*Your task:*
For each line in the material below that holds "patch", copy that line.

*Data for the task:*
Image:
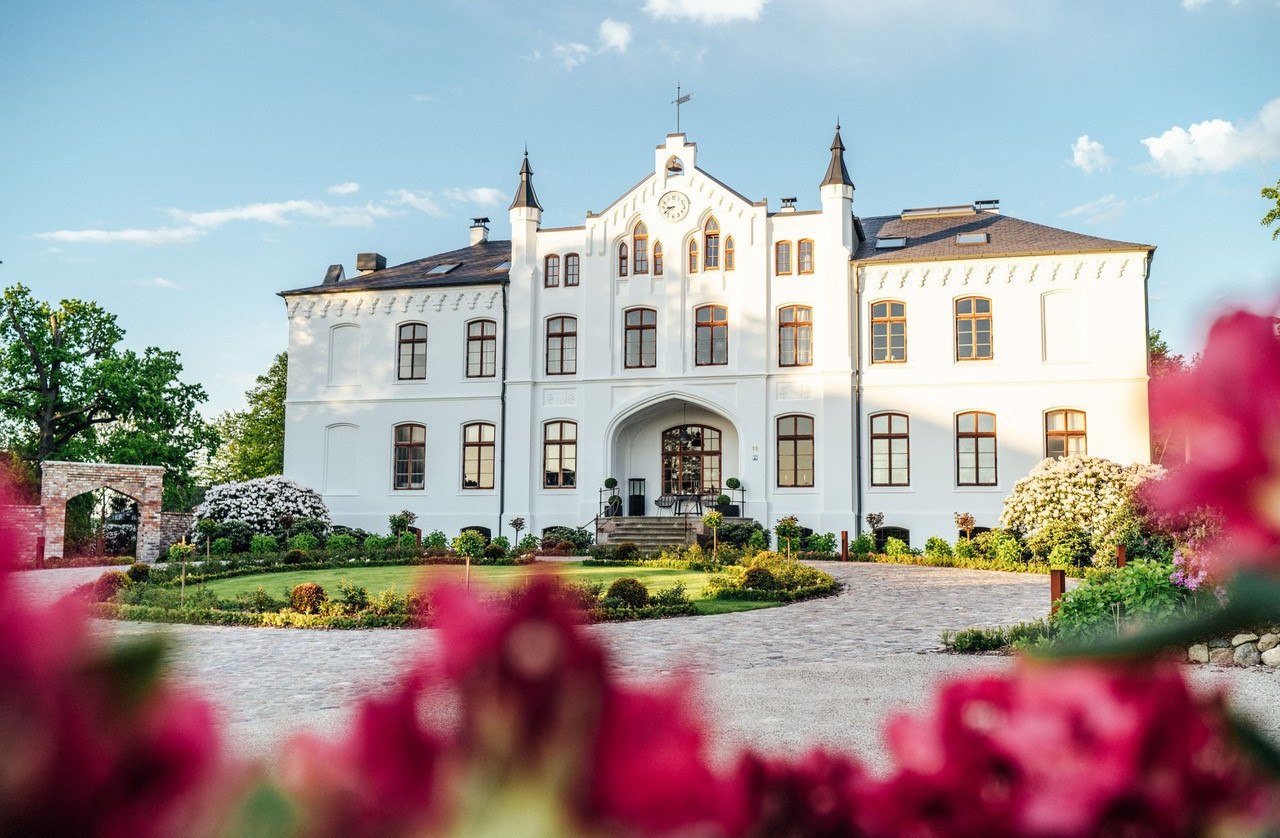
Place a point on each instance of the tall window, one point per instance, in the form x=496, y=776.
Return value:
x=888, y=332
x=478, y=449
x=481, y=348
x=412, y=352
x=973, y=329
x=711, y=335
x=795, y=337
x=561, y=346
x=782, y=257
x=560, y=454
x=711, y=252
x=804, y=256
x=1065, y=434
x=891, y=450
x=640, y=344
x=410, y=461
x=640, y=241
x=976, y=449
x=795, y=450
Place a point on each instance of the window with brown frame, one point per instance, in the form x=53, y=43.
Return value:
x=782, y=257
x=973, y=329
x=804, y=256
x=478, y=456
x=640, y=342
x=795, y=337
x=640, y=248
x=560, y=454
x=711, y=241
x=481, y=348
x=412, y=352
x=891, y=449
x=410, y=457
x=976, y=449
x=888, y=332
x=795, y=450
x=561, y=346
x=1065, y=434
x=711, y=335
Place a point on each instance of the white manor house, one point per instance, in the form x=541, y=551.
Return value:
x=835, y=365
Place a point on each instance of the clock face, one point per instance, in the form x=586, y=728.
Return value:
x=673, y=206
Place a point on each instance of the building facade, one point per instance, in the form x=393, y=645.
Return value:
x=913, y=365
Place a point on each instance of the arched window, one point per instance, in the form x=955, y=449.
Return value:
x=481, y=348
x=640, y=344
x=410, y=457
x=795, y=450
x=411, y=346
x=888, y=332
x=1065, y=434
x=561, y=346
x=640, y=245
x=711, y=335
x=795, y=337
x=782, y=257
x=891, y=449
x=976, y=449
x=560, y=454
x=711, y=239
x=478, y=449
x=804, y=256
x=973, y=329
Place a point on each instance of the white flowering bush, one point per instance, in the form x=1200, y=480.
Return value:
x=261, y=503
x=1086, y=493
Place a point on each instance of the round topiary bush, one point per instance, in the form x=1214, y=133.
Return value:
x=307, y=598
x=629, y=591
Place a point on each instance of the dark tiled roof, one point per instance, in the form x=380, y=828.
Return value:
x=475, y=266
x=935, y=238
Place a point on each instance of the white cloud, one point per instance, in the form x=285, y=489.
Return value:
x=1105, y=209
x=708, y=12
x=481, y=196
x=1088, y=155
x=615, y=35
x=1217, y=145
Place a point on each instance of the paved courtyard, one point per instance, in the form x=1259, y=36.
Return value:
x=827, y=672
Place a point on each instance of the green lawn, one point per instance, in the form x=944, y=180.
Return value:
x=407, y=577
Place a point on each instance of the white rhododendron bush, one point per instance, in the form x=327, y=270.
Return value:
x=1088, y=493
x=261, y=503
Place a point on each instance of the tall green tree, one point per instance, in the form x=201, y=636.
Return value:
x=68, y=390
x=254, y=438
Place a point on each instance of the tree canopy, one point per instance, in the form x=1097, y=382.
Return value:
x=68, y=390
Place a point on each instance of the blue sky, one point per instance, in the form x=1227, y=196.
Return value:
x=179, y=163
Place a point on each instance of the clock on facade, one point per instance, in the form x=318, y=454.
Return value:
x=673, y=206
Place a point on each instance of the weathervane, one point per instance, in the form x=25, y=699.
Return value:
x=680, y=100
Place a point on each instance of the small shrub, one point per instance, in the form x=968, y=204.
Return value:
x=306, y=598
x=629, y=591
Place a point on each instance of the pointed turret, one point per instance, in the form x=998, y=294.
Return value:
x=525, y=195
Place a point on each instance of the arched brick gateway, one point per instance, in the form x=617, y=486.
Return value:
x=62, y=481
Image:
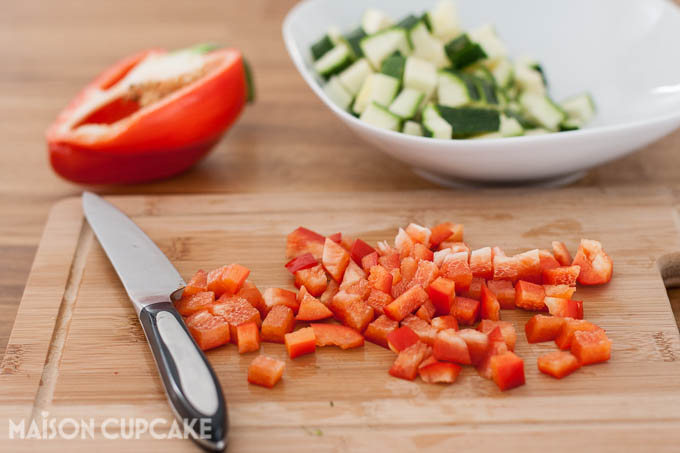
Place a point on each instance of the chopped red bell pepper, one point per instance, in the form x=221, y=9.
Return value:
x=451, y=347
x=591, y=347
x=248, y=337
x=406, y=303
x=558, y=364
x=301, y=262
x=406, y=364
x=377, y=331
x=542, y=328
x=302, y=241
x=300, y=342
x=265, y=371
x=130, y=126
x=208, y=331
x=279, y=321
x=507, y=370
x=337, y=335
x=596, y=266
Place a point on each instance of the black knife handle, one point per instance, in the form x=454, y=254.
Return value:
x=190, y=382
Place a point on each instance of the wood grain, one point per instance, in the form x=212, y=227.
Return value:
x=286, y=141
x=93, y=359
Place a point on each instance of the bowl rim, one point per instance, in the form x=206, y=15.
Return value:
x=299, y=61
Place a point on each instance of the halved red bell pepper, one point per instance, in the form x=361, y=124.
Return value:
x=151, y=115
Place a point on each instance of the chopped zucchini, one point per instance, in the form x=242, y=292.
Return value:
x=407, y=103
x=375, y=20
x=468, y=121
x=412, y=128
x=338, y=93
x=378, y=88
x=354, y=76
x=394, y=66
x=426, y=46
x=378, y=116
x=443, y=20
x=463, y=52
x=434, y=125
x=334, y=61
x=542, y=109
x=420, y=75
x=381, y=45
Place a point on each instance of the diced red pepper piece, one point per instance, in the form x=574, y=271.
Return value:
x=313, y=278
x=406, y=364
x=250, y=293
x=426, y=311
x=507, y=370
x=265, y=371
x=504, y=291
x=558, y=364
x=335, y=260
x=563, y=291
x=497, y=346
x=477, y=343
x=423, y=329
x=565, y=308
x=466, y=310
x=200, y=301
x=279, y=321
x=279, y=296
x=377, y=331
x=442, y=291
x=481, y=263
x=529, y=296
x=506, y=328
x=596, y=266
x=301, y=262
x=336, y=335
x=591, y=347
x=300, y=342
x=351, y=310
x=451, y=347
x=208, y=331
x=197, y=284
x=455, y=267
x=401, y=338
x=561, y=253
x=570, y=326
x=406, y=303
x=445, y=322
x=436, y=372
x=248, y=337
x=235, y=311
x=542, y=328
x=563, y=275
x=311, y=309
x=490, y=307
x=303, y=241
x=360, y=249
x=368, y=261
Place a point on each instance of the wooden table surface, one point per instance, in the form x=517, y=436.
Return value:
x=287, y=141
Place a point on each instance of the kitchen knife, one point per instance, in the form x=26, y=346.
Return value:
x=152, y=283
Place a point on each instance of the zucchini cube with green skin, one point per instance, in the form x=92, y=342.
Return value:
x=378, y=116
x=468, y=121
x=420, y=75
x=381, y=45
x=377, y=87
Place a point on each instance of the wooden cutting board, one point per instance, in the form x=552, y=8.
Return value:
x=77, y=349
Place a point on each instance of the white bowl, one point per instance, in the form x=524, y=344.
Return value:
x=620, y=51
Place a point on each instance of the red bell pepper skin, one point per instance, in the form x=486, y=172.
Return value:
x=133, y=143
x=265, y=371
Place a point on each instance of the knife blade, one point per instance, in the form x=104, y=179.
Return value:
x=151, y=282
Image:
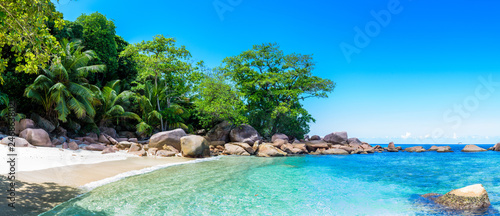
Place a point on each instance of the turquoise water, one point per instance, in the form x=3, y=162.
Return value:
x=374, y=184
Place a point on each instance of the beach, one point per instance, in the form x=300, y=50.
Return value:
x=47, y=177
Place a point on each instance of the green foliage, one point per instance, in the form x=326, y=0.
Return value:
x=112, y=103
x=58, y=89
x=23, y=29
x=71, y=31
x=99, y=36
x=273, y=85
x=217, y=101
x=5, y=111
x=127, y=68
x=165, y=77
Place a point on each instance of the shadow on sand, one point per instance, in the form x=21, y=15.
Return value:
x=33, y=198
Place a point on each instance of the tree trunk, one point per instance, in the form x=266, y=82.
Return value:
x=158, y=101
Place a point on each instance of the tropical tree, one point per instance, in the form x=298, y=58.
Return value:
x=99, y=35
x=112, y=103
x=150, y=116
x=58, y=89
x=23, y=29
x=274, y=84
x=217, y=100
x=164, y=75
x=5, y=111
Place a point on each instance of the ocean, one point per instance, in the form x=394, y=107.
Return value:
x=374, y=184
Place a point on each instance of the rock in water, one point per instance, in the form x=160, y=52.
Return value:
x=37, y=137
x=415, y=149
x=18, y=141
x=220, y=132
x=267, y=150
x=194, y=146
x=233, y=149
x=473, y=148
x=315, y=137
x=279, y=136
x=336, y=138
x=22, y=125
x=496, y=147
x=171, y=138
x=467, y=198
x=354, y=140
x=43, y=123
x=244, y=133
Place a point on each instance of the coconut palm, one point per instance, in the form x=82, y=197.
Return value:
x=112, y=103
x=5, y=112
x=58, y=89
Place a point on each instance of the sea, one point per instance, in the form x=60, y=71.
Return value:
x=365, y=184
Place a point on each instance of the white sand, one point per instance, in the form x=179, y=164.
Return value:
x=38, y=158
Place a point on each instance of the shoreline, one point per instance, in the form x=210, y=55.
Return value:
x=38, y=191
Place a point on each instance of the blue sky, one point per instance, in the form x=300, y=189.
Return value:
x=427, y=74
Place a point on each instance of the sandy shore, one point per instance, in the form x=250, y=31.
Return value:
x=47, y=177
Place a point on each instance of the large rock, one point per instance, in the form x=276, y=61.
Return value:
x=444, y=149
x=135, y=147
x=290, y=149
x=95, y=147
x=314, y=145
x=127, y=134
x=496, y=147
x=335, y=152
x=315, y=137
x=415, y=149
x=37, y=137
x=267, y=150
x=336, y=138
x=43, y=123
x=244, y=133
x=22, y=125
x=103, y=139
x=468, y=198
x=233, y=149
x=354, y=140
x=220, y=132
x=73, y=146
x=18, y=141
x=165, y=153
x=279, y=142
x=109, y=131
x=433, y=148
x=473, y=148
x=170, y=138
x=392, y=148
x=194, y=146
x=279, y=136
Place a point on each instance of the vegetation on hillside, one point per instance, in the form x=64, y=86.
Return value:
x=80, y=75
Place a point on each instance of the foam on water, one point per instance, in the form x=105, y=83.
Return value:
x=374, y=184
x=92, y=185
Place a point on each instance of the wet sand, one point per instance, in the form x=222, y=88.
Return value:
x=41, y=190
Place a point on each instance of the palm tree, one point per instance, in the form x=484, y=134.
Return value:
x=58, y=90
x=4, y=113
x=110, y=108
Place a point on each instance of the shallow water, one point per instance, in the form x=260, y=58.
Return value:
x=374, y=184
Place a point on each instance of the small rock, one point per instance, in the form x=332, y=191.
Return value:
x=473, y=148
x=467, y=198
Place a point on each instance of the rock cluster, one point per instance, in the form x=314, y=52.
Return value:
x=473, y=197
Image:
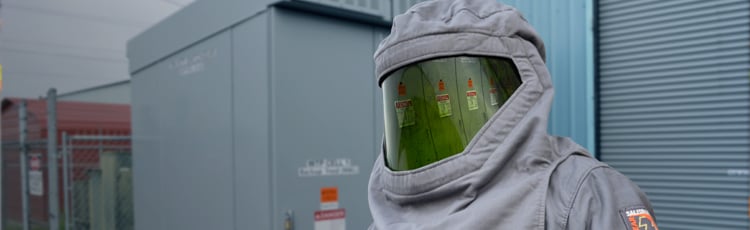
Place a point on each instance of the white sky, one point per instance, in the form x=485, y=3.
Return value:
x=71, y=44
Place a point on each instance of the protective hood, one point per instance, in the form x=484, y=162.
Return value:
x=500, y=179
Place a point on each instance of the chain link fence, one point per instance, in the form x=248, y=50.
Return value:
x=36, y=185
x=99, y=185
x=92, y=186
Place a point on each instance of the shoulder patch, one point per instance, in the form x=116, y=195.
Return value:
x=639, y=219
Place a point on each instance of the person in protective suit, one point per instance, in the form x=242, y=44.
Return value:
x=466, y=100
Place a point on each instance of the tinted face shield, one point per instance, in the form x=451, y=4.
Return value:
x=434, y=108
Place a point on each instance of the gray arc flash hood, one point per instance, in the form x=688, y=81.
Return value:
x=512, y=174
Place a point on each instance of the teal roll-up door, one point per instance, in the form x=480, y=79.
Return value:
x=674, y=106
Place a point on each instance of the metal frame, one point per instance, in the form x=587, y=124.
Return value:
x=52, y=196
x=22, y=116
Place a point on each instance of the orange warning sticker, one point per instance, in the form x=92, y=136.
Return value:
x=493, y=96
x=640, y=219
x=471, y=98
x=329, y=194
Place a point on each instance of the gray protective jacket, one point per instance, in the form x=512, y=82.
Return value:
x=512, y=175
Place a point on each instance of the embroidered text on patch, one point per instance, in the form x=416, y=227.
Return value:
x=640, y=219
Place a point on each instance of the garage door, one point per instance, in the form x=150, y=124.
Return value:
x=674, y=99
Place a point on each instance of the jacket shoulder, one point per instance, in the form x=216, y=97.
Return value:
x=586, y=192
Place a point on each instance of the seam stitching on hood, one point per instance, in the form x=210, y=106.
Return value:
x=438, y=33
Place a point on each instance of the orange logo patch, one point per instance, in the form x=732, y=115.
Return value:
x=640, y=219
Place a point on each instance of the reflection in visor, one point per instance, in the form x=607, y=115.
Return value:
x=434, y=108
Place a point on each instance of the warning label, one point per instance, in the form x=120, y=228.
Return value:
x=471, y=98
x=330, y=219
x=444, y=105
x=405, y=113
x=36, y=178
x=326, y=167
x=493, y=96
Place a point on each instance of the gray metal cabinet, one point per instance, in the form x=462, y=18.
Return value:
x=244, y=128
x=674, y=106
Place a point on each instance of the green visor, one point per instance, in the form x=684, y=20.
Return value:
x=434, y=108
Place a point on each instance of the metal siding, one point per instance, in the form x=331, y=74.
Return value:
x=565, y=29
x=674, y=106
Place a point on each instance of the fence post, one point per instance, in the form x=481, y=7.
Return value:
x=66, y=182
x=54, y=199
x=22, y=161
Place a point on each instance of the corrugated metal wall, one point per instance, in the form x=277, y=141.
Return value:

*Reply:*
Place a point on each instance of the shoulder patch, one point per instance, in the form x=116, y=195.
Place a point on each instance of the embroidered text on patch, one point per instance, in the form x=416, y=227.
Place a point on each instance of the orange logo patch, one point per instance, in the form x=732, y=115.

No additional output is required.